According to some embodiments of the present disclosure, determining the text typesetting direction of the bounding box according to the height of each text spacing row comprises: determining height of a text row between two adjacent text spacing rows based on positions of the adjacent text spacing rows; determining dispersion of heights of all text rows in the bounding box; determining whether the dispersion of heights of all text rows is less than or equal to a fifth threshold; and in response to determining that the dispersion of heights of all text rows is less than or equal to the fifth threshold, determining that the text typesetting direction of the bounding box is horizontal.
According to some embodiments of the present disclosure, determining each blank pixel row in the bounding box comprises: calculating an average gray value of each pixel row in the bounding box; determining whether the average gray value of each pixel row in the bounding box is substantially equal to a gray value of a white pixel; and in response to determining that the average gray value of the pixel row is substantially equal to the gray value of the white pixel, determining that the pixel row is a blank pixel row.
According to some embodiments of the present disclosure, determining each blank pixel row in the bounding box comprises: calculating a gray value dispersion of each pixel row in the bounding box; determining whether the gray value dispersion of each pixel row in the bounding box is substantially zero; and in response to determining that the gray value dispersion of the pixel row is substantially zero, determining that the pixel row is a blank pixel row.
According to some embodiments of the present disclosure, determining whether the row ratio of the sum of the heights of all text spacing rows to the height of the bounding box is greater than or equal to a third threshold further comprises: determining whether the height of each text spacing row is greater than or equal to a fourth threshold; and determining that the text typesetting direction of the bounding box is horizontal further comprises: in response to determining that the height of each text spacing row is greater than or equal to the fourth threshold, determining that the text typesetting direction of the bounding box is horizontal.
According to some embodiments of the present disclosure, determining a text typesetting direction of each bounding box comprises: determine each blank pixel column in the bounding box; and determining the text typesetting direction of the bounding box according to the blank pixel column in the bounding box.
According to some embodiments of the present disclosure, determining the text typesetting direction of the bounding box according to the blank pixel column in the bounding box comprises: combining adjacent blank pixel columns to determine width of each text spacing column in a vertical direction of the bounding box; and determining the text typesetting direction of the bounding box according to the width of each text spacing column.
According to some embodiments of the present disclosure, determining the text typesetting direction of the bounding box according to the width of each text spacing column comprises: determining a column ratio of sum of widths of all text spacing columns to a width of the bounding box; determining whether the column ratio of sum of widths of all text spacing columns to the width of the bounding box is greater than or equal to a sixth threshold; and in response to determining that the column ratio of sum of widths of all text spacing columns to the width of the bounding box is greater than or equal to the sixth threshold, determining that the text typesetting direction of the bounding box is vertical.
According to some embodiments of the present disclosure, determining the text typesetting direction of the bounding box according to the width of each text spacing column comprises: determining width of a text column between two adjacent text spacing columns based on positions of the adjacent text spacing columns; determining dispersion of widths of all text columns in the bounding box; determining whether the dispersion of widths of all text columns is less than or equal to an eighth threshold; and in response to determining that the dispersion of widths of all text columns is less than or equal to the eighth threshold, determining that the text typesetting direction of the bounding box is vertical.

* Given exercise *
How does the passage on determining the text typesetting direction of a bounding box go on after its last paragraph? Continue it from there.

* Raw records *
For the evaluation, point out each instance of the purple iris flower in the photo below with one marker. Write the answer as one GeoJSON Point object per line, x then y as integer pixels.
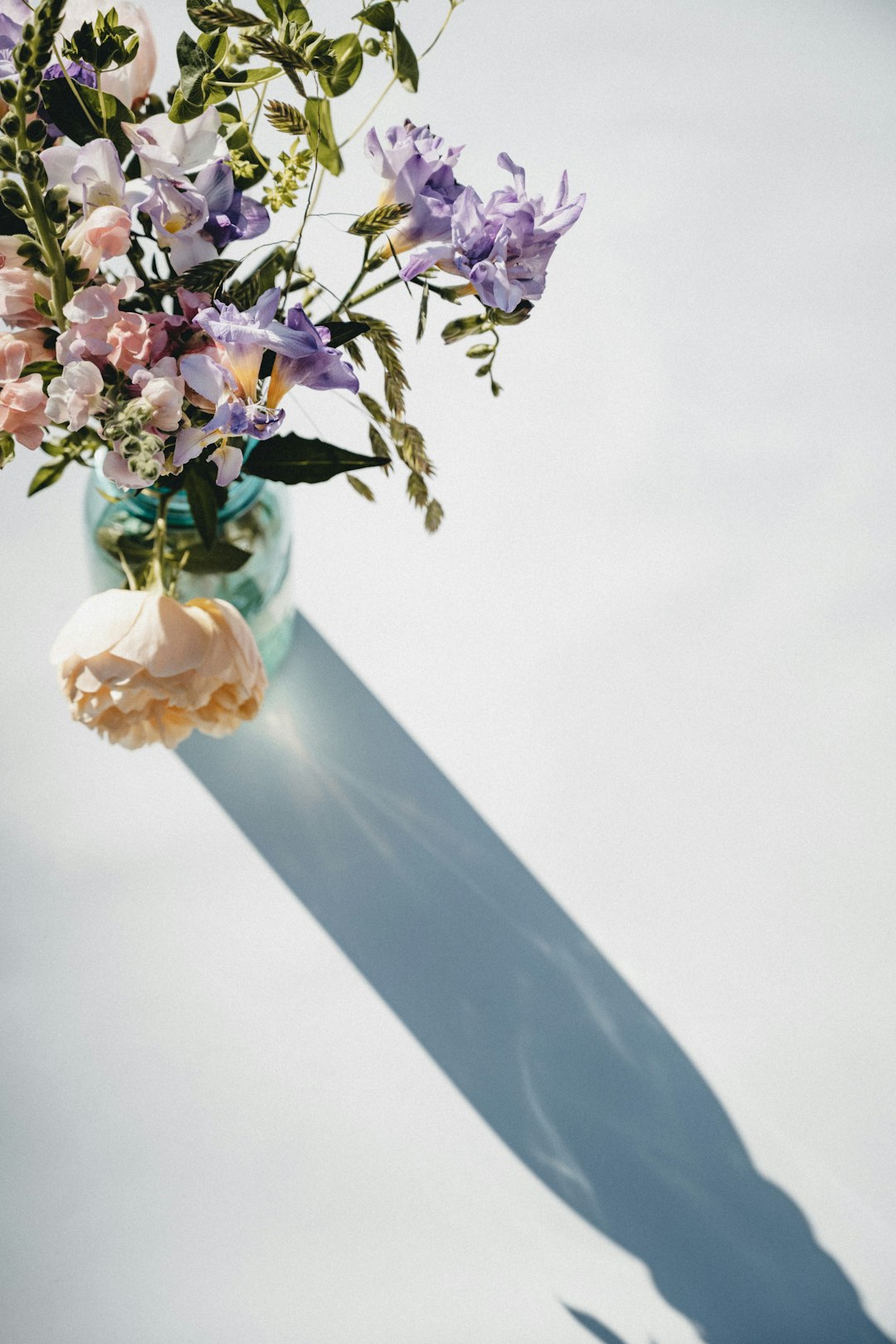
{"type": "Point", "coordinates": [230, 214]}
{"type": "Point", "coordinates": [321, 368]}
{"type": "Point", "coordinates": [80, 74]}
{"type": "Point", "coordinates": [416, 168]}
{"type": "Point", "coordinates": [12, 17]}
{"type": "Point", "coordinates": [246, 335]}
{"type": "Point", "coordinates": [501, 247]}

==

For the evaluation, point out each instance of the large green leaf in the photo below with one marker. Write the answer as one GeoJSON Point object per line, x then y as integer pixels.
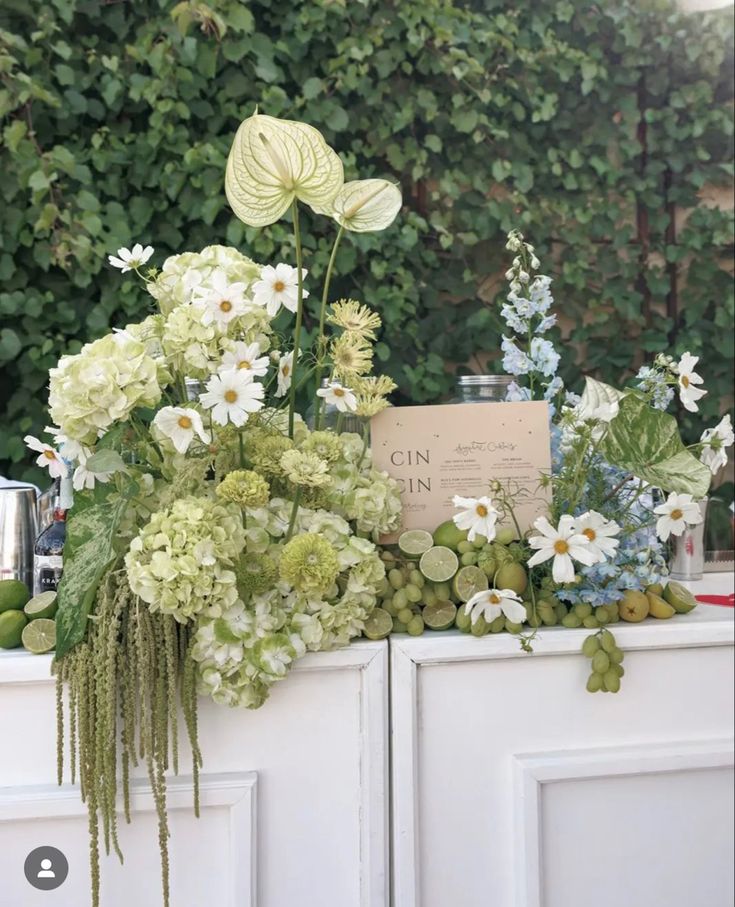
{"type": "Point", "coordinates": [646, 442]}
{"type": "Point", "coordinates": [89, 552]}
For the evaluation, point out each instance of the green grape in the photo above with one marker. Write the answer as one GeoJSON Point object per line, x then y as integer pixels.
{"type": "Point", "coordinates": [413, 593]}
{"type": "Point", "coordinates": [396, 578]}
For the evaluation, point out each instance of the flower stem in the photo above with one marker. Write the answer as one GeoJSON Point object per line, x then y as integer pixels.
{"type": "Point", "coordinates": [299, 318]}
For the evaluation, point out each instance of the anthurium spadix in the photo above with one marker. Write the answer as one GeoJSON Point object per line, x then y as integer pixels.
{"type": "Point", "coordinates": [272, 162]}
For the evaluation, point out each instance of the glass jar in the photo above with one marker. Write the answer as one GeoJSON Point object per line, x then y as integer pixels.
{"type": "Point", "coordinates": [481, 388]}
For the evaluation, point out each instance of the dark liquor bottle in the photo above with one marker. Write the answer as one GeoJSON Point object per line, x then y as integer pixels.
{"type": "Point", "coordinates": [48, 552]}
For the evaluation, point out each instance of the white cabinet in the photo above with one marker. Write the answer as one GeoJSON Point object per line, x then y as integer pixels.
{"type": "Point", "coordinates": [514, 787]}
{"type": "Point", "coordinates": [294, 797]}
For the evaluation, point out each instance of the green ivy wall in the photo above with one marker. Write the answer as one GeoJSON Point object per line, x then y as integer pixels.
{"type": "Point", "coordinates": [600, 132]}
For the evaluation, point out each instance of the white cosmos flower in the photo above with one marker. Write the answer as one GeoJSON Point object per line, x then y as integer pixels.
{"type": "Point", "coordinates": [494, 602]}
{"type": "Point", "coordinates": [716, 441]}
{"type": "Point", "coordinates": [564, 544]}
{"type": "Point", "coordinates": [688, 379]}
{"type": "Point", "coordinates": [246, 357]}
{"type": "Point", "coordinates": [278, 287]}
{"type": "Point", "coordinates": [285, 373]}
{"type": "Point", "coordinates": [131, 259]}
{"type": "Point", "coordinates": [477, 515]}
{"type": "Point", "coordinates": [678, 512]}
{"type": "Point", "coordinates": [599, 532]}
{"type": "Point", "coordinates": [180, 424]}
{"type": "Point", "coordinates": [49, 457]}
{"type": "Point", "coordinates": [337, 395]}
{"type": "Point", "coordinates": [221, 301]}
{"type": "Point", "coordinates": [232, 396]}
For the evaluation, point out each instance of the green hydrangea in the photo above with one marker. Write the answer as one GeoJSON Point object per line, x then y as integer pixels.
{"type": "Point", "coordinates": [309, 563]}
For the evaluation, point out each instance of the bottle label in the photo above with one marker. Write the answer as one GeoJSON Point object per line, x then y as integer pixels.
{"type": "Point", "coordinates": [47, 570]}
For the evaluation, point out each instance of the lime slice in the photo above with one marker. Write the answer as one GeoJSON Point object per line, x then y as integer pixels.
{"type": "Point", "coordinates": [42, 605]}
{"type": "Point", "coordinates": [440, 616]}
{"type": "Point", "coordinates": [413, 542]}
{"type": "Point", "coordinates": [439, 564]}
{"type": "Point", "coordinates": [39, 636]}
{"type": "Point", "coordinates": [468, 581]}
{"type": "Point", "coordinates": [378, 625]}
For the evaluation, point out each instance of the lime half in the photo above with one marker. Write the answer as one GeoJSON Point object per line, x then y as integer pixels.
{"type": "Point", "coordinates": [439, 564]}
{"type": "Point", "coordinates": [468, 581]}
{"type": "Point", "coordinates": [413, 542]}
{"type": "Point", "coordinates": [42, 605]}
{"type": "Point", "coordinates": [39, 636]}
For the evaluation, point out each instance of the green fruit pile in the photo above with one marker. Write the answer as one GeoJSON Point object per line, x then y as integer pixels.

* Expected output *
According to some embodiments of the present disclosure, determine each blank pixel column in the bounding box comprises: calculating an average gray value of each pixel column in the bounding box; determining whether the average gray value of each pixel column in the bounding box is substantially equal to a pixel value of a white pixel; and in response to determining that the average gray value of the pixel column is substantially equal to the pixel value of the white pixel, determining that the pixel column is a blank pixel column.
According to some embodiments of the present disclosure, determining each blank pixel column in the bounding box comprises: calculating a gray value dispersion of each pixel column in the bounding box; determining whether the gray value dispersion of each pixel column in the bounding box is substantially zero; and in response to determining that the gray value dispersion of the pixel column is substantially zero, determining that the pixel column is a blank pixel column.
According to some embodiments of the present disclosure, determining whether the column ratio is greater than or equal to a sixth threshold further comprises: determining whether the width of each text spacing column is greater than or equal to a seventh threshold; and determining that the text typesetting direction of the bounding box is vertical further comprises: in response to determining that the width of each text spacing column is greater than or equal to the seventh threshold, determining that the text typesetting direction of the bounding box is vertical.
According to some embodiments of the present disclosure, determining a text typesetting direction of each bounding box comprises: determining each blank pixel row in the bounding box; combining adjacent blank pixel rows to determine height of each text spacing row in a horizontal direction of the bounding box, and determining a row ratio of sum of heights of all text spacing rows to a height of the bounding box; determining each blank pixel column in the bounding box; combining adjacent blank pixel columns to determine width of each text spacing column in a vertical direction of the bounding box, and determining a column ratio of sum of widths of all text spacing columns and a width of the bounding box; determining whether the column ratio of sum of the widths of all text spacing columns to the width of the bounding box is greater than or equal to the row ratio of sum of the heights of all text spacing rows to the height of the bounding box; in response to determining that the column ratio of sum of the widths of all text spacing columns to the width of the bounding box is greater than or equal to the row ratio of sum of the heights of all text spacing rows to the height of the bounding box, determining that the text typesetting direction of the bounding box is vertical; and in response to determining that the column ratio of sum of the widths of all text spacing columns to the width of the bounding box is less than the row ratio of sum of the heights of all text spacing rows to the height of the bounding box, determining that the text typesetting direction of the bounding box is horizontal.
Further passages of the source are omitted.